**PROBLEM:** Your answer must be an exact copy of the listing, with the images left out.

*** Opening RECORDS SHOWN ***

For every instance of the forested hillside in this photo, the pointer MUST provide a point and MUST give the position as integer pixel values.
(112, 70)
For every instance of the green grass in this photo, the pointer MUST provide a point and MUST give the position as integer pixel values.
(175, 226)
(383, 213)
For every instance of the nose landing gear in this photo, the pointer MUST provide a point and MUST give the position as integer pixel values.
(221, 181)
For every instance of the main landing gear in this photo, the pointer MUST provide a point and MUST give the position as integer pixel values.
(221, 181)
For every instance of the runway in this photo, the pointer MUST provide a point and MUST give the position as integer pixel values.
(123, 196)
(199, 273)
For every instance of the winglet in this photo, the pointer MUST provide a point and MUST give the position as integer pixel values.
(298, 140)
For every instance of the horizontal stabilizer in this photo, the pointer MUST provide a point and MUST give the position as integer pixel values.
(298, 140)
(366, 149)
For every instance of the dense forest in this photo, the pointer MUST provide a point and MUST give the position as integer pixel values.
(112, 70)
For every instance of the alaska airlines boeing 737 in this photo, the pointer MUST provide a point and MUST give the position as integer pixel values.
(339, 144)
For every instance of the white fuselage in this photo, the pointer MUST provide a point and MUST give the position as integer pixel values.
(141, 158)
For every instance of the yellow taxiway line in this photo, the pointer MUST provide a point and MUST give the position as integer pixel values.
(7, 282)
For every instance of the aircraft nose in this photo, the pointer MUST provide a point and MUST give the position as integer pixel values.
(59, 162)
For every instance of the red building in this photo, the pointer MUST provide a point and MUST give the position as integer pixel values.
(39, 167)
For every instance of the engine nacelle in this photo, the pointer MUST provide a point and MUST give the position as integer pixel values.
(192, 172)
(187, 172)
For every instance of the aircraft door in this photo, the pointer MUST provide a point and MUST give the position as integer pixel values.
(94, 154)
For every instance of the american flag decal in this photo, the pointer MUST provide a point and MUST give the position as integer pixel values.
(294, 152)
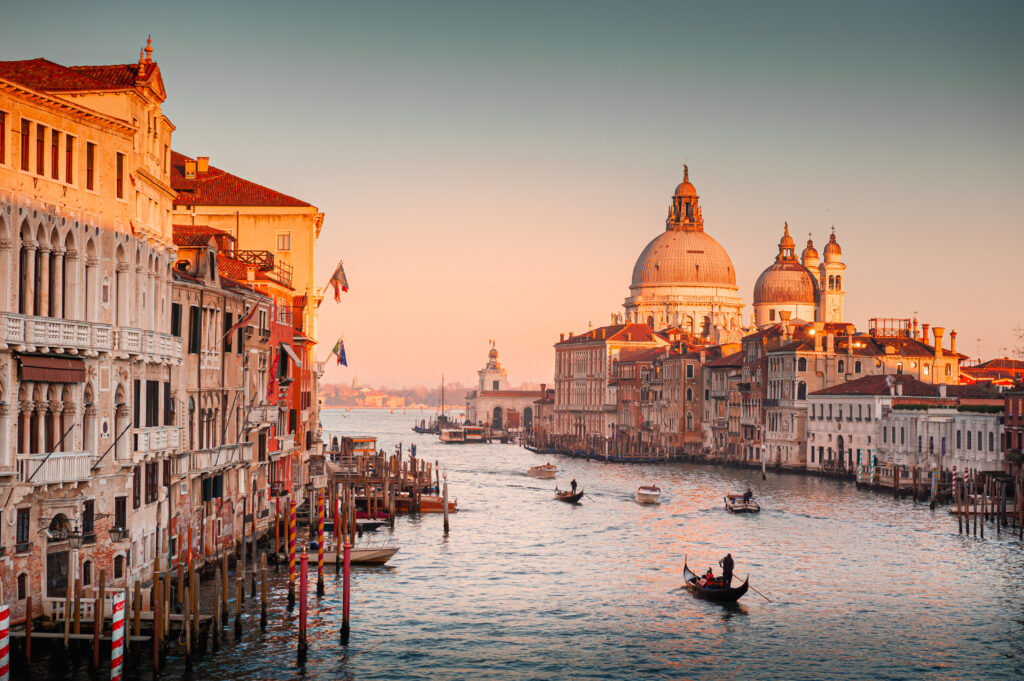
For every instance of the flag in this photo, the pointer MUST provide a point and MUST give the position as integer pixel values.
(339, 282)
(339, 349)
(243, 323)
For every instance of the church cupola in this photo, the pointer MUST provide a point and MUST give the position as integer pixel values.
(685, 210)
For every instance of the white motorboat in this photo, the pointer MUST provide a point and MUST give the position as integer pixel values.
(547, 470)
(647, 494)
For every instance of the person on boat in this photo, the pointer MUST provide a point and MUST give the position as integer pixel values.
(726, 564)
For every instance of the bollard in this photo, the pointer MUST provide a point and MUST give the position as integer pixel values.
(291, 554)
(28, 631)
(303, 577)
(117, 635)
(97, 619)
(320, 543)
(262, 604)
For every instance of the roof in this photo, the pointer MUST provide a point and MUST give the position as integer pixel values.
(911, 387)
(195, 236)
(47, 76)
(218, 187)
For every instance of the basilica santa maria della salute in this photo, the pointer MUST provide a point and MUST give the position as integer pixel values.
(685, 279)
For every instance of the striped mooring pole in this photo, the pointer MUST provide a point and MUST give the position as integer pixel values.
(291, 553)
(118, 636)
(4, 642)
(320, 543)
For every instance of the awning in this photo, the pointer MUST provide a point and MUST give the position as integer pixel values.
(51, 370)
(291, 353)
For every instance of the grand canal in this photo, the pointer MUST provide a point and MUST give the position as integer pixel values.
(862, 586)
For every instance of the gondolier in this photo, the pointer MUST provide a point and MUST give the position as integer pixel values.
(726, 564)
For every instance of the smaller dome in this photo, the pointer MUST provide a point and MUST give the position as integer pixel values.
(785, 282)
(833, 251)
(810, 251)
(684, 188)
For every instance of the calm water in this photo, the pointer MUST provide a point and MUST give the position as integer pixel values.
(863, 587)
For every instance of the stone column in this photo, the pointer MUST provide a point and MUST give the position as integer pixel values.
(43, 282)
(58, 302)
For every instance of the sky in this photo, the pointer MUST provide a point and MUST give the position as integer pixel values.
(493, 170)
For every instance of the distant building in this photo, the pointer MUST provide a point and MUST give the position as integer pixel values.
(495, 403)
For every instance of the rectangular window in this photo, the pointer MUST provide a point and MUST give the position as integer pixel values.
(54, 155)
(121, 512)
(195, 329)
(228, 321)
(152, 403)
(176, 320)
(121, 176)
(88, 515)
(69, 159)
(40, 150)
(23, 525)
(26, 133)
(90, 165)
(136, 487)
(168, 405)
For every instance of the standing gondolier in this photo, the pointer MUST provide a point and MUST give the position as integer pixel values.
(726, 564)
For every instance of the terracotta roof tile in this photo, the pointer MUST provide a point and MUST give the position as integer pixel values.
(217, 187)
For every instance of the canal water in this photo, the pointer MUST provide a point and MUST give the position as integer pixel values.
(861, 586)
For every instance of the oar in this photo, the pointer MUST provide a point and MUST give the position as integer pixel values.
(755, 590)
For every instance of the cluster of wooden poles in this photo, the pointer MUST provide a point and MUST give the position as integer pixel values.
(982, 497)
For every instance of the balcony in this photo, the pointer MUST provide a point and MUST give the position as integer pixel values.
(158, 438)
(57, 468)
(160, 347)
(52, 334)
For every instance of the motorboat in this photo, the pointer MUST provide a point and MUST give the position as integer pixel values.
(647, 494)
(547, 470)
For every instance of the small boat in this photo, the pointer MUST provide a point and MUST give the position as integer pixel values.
(647, 494)
(568, 497)
(735, 504)
(547, 470)
(715, 594)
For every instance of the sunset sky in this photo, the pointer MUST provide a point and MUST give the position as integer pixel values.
(493, 170)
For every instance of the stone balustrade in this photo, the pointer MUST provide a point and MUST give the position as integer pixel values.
(57, 468)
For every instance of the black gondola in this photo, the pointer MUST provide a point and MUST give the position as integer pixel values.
(568, 497)
(715, 594)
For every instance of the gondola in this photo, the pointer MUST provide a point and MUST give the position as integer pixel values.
(568, 497)
(714, 594)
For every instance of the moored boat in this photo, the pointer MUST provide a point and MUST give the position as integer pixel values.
(736, 504)
(647, 494)
(547, 470)
(568, 497)
(717, 594)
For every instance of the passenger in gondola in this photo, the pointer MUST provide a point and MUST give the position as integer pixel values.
(726, 564)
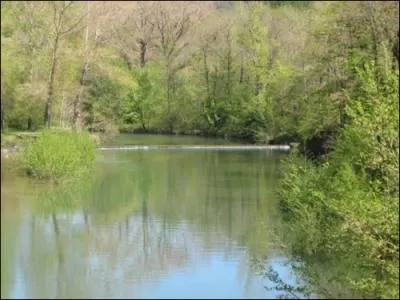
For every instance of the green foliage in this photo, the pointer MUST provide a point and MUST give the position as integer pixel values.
(59, 155)
(351, 200)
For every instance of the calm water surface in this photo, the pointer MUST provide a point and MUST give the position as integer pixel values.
(146, 224)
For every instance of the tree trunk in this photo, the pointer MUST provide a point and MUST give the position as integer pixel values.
(77, 112)
(143, 48)
(49, 101)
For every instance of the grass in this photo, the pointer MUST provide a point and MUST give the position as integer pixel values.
(58, 154)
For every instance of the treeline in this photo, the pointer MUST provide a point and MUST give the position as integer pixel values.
(265, 71)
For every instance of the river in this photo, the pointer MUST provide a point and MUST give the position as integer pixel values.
(147, 224)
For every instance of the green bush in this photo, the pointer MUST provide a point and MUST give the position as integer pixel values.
(346, 210)
(59, 155)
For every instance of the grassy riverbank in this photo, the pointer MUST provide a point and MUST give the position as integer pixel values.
(55, 154)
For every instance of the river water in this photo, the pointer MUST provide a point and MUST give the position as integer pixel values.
(147, 224)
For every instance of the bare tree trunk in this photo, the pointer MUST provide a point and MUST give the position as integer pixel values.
(143, 49)
(77, 121)
(49, 101)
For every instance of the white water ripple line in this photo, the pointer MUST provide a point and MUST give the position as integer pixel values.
(198, 147)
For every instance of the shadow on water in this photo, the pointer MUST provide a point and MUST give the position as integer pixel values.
(150, 225)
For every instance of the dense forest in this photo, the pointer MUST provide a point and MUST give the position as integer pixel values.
(324, 74)
(255, 70)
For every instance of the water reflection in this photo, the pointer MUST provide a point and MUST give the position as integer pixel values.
(156, 225)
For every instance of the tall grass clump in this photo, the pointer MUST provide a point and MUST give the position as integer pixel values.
(59, 155)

*** Closing RECORDS SHOWN ***

**EXERCISE OUTPUT:**
For every instance of the forested hillside in this photo, the pointer MUST provide a point and MUST give the position as integer pixel values.
(112, 70)
For every instance of the green grass in this photo, the pointer MUST provide a point and MUST give the position as integer pixel values.
(175, 226)
(383, 213)
For every instance of the nose landing gear in this photo, the pointer MUST provide a point and MUST give the position as integer pixel values.
(221, 181)
For every instance of the main landing gear in this photo, the pointer MUST provide a point and MUST give the position as integer pixel values.
(221, 181)
For every instance of the runway in this photo, the pointer MUST provide a point and MUST give the position as integer pixel values.
(123, 196)
(199, 273)
For every instance of the winglet in this photo, the pointer MUST provide a point and MUST give the position as integer pixel values.
(298, 140)
For every instance of the horizontal stabilizer in this photo, the pointer MUST provide a point and MUST give the position as integer pixel values.
(298, 140)
(366, 149)
For every instance of the dense forest in this photo, the pointer MUST provide a point and MUST give the position as integer pixel values.
(112, 70)
For every instance of the alaska airlines boeing 737 in this photo, the pointer MUST provide a point and MUST give the position as integer pixel values.
(339, 144)
For every instance of the white fuselage in this photo, the pointer MUST provide a point and MUST give the position as integer pixel values.
(141, 158)
For every instance of the yellow taxiway line in this photo, the pointer MUST provide a point and MUST give the position as integer pixel values.
(7, 282)
For every instance of the aircraft nose in this photo, the pointer MUST provide a point and MUST give the position as integer pixel values.
(59, 162)
For every instance of the red building in this photo, the pointer MUST provide a point and MUST give the position as integer pixel values.
(39, 167)
For every instance of the engine nacelle in this photo, the pointer MUST provide a point and MUST give the position as integer pixel values.
(192, 172)
(187, 172)
For every instance of the aircraft door in this photo, the pointer MUST provide a point and MUST give the position as integer pixel values.
(94, 154)
For every instance of the american flag decal in this photo, the pointer MUST provide a point and MUST give the position as integer pixel values.
(294, 152)
For every instance of the flag in this photo, the pointer MUST provide a point and MUST give the position as integer pixel values.
(339, 282)
(339, 349)
(243, 323)
For every instance of the church cupola in this photo, the pointer MUST provide a point and MUST give the position as integer pixel values.
(685, 210)
For every instance of the white motorboat in this photo, the pointer MUST provide a point and MUST give the position as integer pixel values.
(547, 470)
(647, 494)
For every instance of the person on boat in this photo, the pointer MUST provide a point and MUST give the position as integer pixel values.
(726, 564)
For every instance of the bollard in this photo, the pointer MUST provide a point and MUST give the position as integer pixel values.
(291, 554)
(28, 631)
(303, 577)
(117, 635)
(97, 619)
(320, 543)
(262, 604)
For every instance of the roof in this photo, the pointer MUST provide a point and MUST give the position as integer pixel values.
(911, 387)
(195, 236)
(47, 76)
(218, 187)
For every instance of the basilica santa maria della salute in this photo, the pointer MUST provide a point and MUST give the position as integer pixel values.
(685, 279)
For every instance of the striped mooring pole in this photo, the pointer MUST provide a point and MUST give the position as integer pixel values.
(291, 553)
(118, 636)
(4, 642)
(320, 543)
For every instance of the awning in this photo, the pointer MUST provide a point and MUST give the position as integer pixel values.
(51, 370)
(291, 353)
For every instance of the grand canal in this photo, the pointer MUST provide a point and MUST give the position as integer pixel values.
(862, 586)
For every instance of the gondolier in this photo, the pointer MUST provide a point and MUST give the position as integer pixel values.
(726, 564)
For every instance of the smaller dome in this photo, the pointer MUST provide a point and MUST give the position as integer pixel values.
(785, 282)
(833, 251)
(810, 251)
(684, 188)
For every instance of the calm water in this photo, the pointer MUST provide a point and MUST give the position as integer pixel values.
(863, 587)
For every instance of the stone column in this photo, the pointer MUST provide a point and MUST give the position as integer pixel values.
(43, 282)
(58, 302)
For every instance of the sky in this photo, the pointer MUST provide a point and MUST give the position as integer pixel values.
(493, 170)
For every instance of the distant building in this photo, the pointer MUST provide a point and MUST give the position as integer pixel values.
(495, 403)
For every instance of the rectangular window in this photo, the pointer MUST provide a point and MUST give the position as integer pixel values.
(54, 155)
(121, 512)
(195, 329)
(228, 321)
(152, 403)
(176, 320)
(121, 176)
(88, 515)
(69, 159)
(40, 150)
(23, 525)
(26, 133)
(90, 165)
(136, 487)
(168, 405)
For every instance of the standing gondolier in this photo, the pointer MUST provide a point and MUST give the position as integer pixel values.
(726, 564)
For every instance of the terracotta roof tile in this photo, the pointer MUST provide a point and MUST give the position as integer pixel values.
(217, 187)
For every instance of the canal water in this photo, the pointer MUST provide a point and MUST give the position as integer pixel values.
(861, 586)
For every instance of the oar in this photo, the pointer MUST provide a point and MUST give the position as integer pixel values.
(755, 590)
For every instance of the cluster of wooden poles in this photo, the pointer MUST provide a point and MUST give the position as integer pixel values.
(982, 497)
For every instance of the balcony in this photo, the pointer MUST provide a point and MUST give the position as integer pixel values.
(158, 438)
(57, 468)
(160, 347)
(52, 334)
For every instance of the motorboat in this photo, the pointer MUST provide a point and MUST give the position as integer pixel values.
(647, 494)
(547, 470)
For every instance of the small boat in this photo, the pointer MUST provide a point and MUST give the position as integer pixel values.
(647, 494)
(568, 497)
(735, 504)
(547, 470)
(715, 594)
For every instance of the sunset sky in this photo, the pointer MUST provide a point and MUST give the position as integer pixel values.
(493, 170)
For every instance of the stone balustrade in this photo, the pointer MUST provide a point and MUST give the position as integer pixel values.
(57, 468)
For every instance of the black gondola in this photo, the pointer MUST provide a point and MUST give the position as integer pixel values.
(568, 497)
(715, 594)
For every instance of the gondola in this photo, the pointer MUST provide a point and MUST give the position as integer pixel values.
(568, 497)
(714, 594)
For every instance of the moored boat in this photo, the pointer MUST provide a point and MUST give the position as integer pixel values.
(736, 504)
(647, 494)
(547, 470)
(568, 497)
(717, 594)
For every instance of the passenger in gondola in this photo, the pointer MUST provide a point and MUST give the position as integer pixel values.
(726, 564)
For every instance of the green foliage in this photo, the pointer MUST provide a point and MUST give the position as integer pixel values.
(59, 155)
(351, 200)
For every instance of the calm water surface in this photo, the pointer MUST provide a point and MUST give the position as integer pixel values.
(146, 224)
For every instance of the tree trunk in this photo, the pointer MUST provide a point and MUST give the position as integer pixel values.
(77, 112)
(143, 48)
(49, 101)
For every instance of the grass in this photo, the pointer MUST provide a point and MUST give the position as integer pixel values.
(58, 154)
For every instance of the treeline in this photo, the pointer MUST provide a point and MUST give the position as integer pixel values.
(265, 71)
For every instance of the river in this photo, the pointer MUST provide a point and MUST give the position as integer pixel values.
(147, 224)
For every instance of the green bush in this photo, the pointer MUST provide a point and MUST give the position as integer pixel values.
(346, 210)
(59, 155)
For every instance of the grassy riverbank in this photo, the pointer MUST provide a point and MUST give the position as integer pixel values.
(55, 154)
For every instance of the river water in this photo, the pointer MUST provide a point and MUST give the position as integer pixel values.
(147, 224)
For every instance of the bare tree trunk in this photo, the pointer MUST provide a point and MUST give the position as integer pixel values.
(143, 49)
(77, 121)
(49, 101)
For every instance of the white water ripple line in this photo, the pointer MUST provide a point and MUST give the position as integer pixel values.
(198, 147)
For every instance of the shadow on water in this photo, the pointer MUST provide a point and MUST give the position as integer pixel values.
(150, 225)
For every instance of the dense forest in this photo, the pointer MUST provide a point and MUST give the position as integer pixel values.
(324, 74)
(255, 70)
For every instance of the water reflection in this photo, the pointer MUST provide a point and MUST give the position as integer pixel values.
(156, 225)
For every instance of the tall grass clump in this photo, the pointer MUST provide a point and MUST give the position as integer pixel values.
(59, 155)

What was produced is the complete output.